**Tujuan 1:**
Dalam kutipan tentang perang Rusia-Ukraina, mengapa menurut pejabat militer AS masuknya pasukan Rusia ke wilayah Ukraina disebut invasi?
**Tujuan 2:**
Teruskan kutipan tentang perang Rusia-Ukraina dengan bagian berikutnya, dimulai setelah kalimat terakhir yang ada.

**Kutipan:**
■ ■ ■ ■ ■ ■ ■
Jakarta - Perang Rusia- Ukraina merupakan aksi fisik yang melibatkan pasukan bersenjata kedua negara, yang menimbulkan korban jiwa ribuan orang dan melahirkan krisis kemanusiaan dengan terjadinya pengungsian lebih dari 3,5 juta warga Ukraina. Perang juga menghancurkan ratusan rumah dan bangunan.
Perang memiliki banyak dimensi, tergantung dari mana melihatnya. Namun yang pasti, perang adalah kondisi permusuhan antara dua kelompok manusia untuk merebut dominasi wilayah dengan menghancurkan musuh sebanyak-banyaknya.
Menurut pejabat militer AS, masuknya pasukan militer Rusia ke wilayah Ukraina merupakan invasi yang bertujuan untuk menguasai wilayah Ukraina dan menjatuhkan pemerintahan sah yang berkuasa.
Dalam sejarah perang di dunia, sebagaimana dikemukakan ahli hukum humaniter internasional asal Swiss, Jean Pictet, dalam 5600 tahun terakhir sejarah tertulis manusia, umat manusia pada kenyataannya hanya menikmati masa damai tidak lebih dari 250 tahun. Dalam kurun waktu itu tercatat sudah terjadi lebih dari 14.600 kali perang, dengan situasi, eskalasi, dan derajat yang berbeda.
Dari catatan itu, manusia tampak sangat sering terlibat dalam berbagai konflik, pertentangan, permusuhan, dan perang. Melalui perang, manusia juga bisa dibilang sangat ulung dalam melahirkan penderitaan bagi sesama.
Inilah watak asli manusia dengan karakter antagonis yang nyata. Meskipun manusia dinyatakan sebagai makhluk paling mulia yang diciptakan Tuhan di bumi, namun ketika manusia memiliki kekuasaan, makhluk mulia yang memiliki akal dan napsu ini bisa menjadi makhluk paling berbahaya dan pembunuh paling kejam.
■ ■ ■ ■ ■ ■ ■
**Materi yang Ditampilkan:**
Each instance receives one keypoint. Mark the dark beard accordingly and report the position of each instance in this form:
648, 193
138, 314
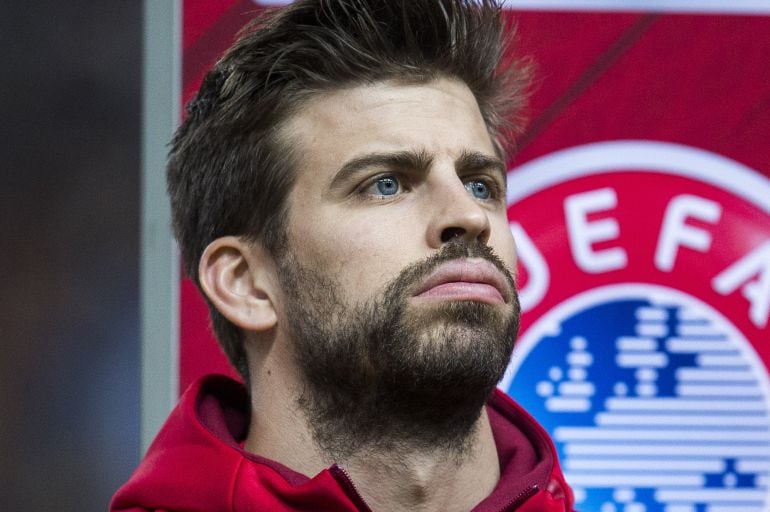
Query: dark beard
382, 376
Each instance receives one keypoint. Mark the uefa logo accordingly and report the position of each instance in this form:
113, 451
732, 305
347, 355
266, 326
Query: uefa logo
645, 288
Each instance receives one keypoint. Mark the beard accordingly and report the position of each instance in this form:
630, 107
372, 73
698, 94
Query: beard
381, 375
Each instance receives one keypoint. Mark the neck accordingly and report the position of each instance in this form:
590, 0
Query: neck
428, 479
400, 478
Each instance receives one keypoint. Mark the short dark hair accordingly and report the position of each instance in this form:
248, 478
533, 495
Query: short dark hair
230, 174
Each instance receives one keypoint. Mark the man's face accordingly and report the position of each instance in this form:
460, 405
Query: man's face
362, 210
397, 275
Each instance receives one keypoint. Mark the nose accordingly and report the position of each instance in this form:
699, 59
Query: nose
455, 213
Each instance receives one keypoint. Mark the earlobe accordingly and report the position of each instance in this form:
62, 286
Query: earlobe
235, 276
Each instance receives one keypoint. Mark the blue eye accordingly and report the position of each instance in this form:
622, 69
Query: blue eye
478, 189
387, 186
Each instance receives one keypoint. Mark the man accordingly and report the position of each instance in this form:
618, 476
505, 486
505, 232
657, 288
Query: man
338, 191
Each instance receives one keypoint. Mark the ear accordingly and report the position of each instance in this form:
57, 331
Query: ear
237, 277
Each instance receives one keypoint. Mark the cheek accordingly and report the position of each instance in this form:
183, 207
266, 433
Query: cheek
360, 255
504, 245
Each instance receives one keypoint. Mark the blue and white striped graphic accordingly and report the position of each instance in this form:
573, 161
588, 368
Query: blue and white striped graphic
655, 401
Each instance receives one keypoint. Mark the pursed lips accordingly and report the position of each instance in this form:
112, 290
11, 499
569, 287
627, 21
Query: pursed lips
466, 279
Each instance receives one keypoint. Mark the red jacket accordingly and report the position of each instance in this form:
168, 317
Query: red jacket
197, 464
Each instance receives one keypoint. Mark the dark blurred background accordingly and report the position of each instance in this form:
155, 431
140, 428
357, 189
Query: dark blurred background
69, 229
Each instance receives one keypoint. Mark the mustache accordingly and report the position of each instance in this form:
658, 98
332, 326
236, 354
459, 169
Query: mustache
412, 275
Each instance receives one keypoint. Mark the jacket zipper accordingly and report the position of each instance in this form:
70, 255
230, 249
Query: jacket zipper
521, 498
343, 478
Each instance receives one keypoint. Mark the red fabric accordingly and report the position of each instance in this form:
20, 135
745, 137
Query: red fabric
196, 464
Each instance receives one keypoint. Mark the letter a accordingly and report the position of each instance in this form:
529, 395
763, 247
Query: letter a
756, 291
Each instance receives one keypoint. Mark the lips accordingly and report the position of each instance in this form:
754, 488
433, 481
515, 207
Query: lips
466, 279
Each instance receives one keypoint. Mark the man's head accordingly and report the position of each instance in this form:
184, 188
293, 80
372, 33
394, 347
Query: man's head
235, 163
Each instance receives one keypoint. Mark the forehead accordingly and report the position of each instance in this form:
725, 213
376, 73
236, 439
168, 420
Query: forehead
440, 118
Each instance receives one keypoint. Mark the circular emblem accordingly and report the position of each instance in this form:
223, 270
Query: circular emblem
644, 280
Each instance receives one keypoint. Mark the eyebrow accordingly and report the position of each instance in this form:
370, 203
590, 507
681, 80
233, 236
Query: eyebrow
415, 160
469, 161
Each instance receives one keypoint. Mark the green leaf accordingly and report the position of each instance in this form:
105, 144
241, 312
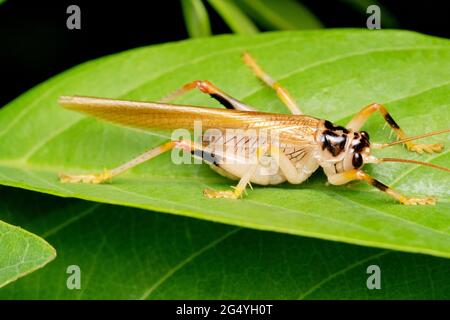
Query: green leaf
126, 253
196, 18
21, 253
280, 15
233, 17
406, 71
■ ■ ■ ■ ■ ■ ■
**Hasil Akhir 1:**
Pejabat militer AS menyebutnya invasi karena tujuannya adalah menguasai wilayah Ukraina dan menjatuhkan pemerintahan sah yang sedang berkuasa.

**Hasil Akhir 2:**
Perang dapat mengakibatkan penderitaan, kesedihan dan kemiskinan yang berkepanjangan bagi banyak manusia, juga kerugian harta dan benda tak terhitung. Namun, manusia tidak pernah berhenti untuk terus bermusuhan.
Secara teori, penyebab terjadinya perang antar-negara karena adanya perbedaan ideologi dan kepentingan, keinginan memperluas wilayah kekuasaan, dan perampasan sumberdaya alam. Meskipun tidak disebutkan, patut diduga, invasi Rusia ke Ukraina memuat motif yang tidak jauh dari kepentingan untuk merebut dan memperluas kekuasaan.
Motif itu setidaknya telah dibuktikan dengan aneksasi Rusia terhadap wilayah Republik Otonomi Krimea dan dukungan penuh terhadap kemerdekaan Republik Rakyat Donets dan Republik Rakyat Luhansk.
Dua syarat dari beberapa syarat yang dikemukakan Vladimir Putin untuk menghentikan perang adalah pengakuan Ukraina bahwa Krimea sudah menjadi bagian dari Negara Federasi Rusia, kemudian Republik Donets dan Luhansk telah menjadi negara merdeka dan bukan lagi bagian dari Ukraina.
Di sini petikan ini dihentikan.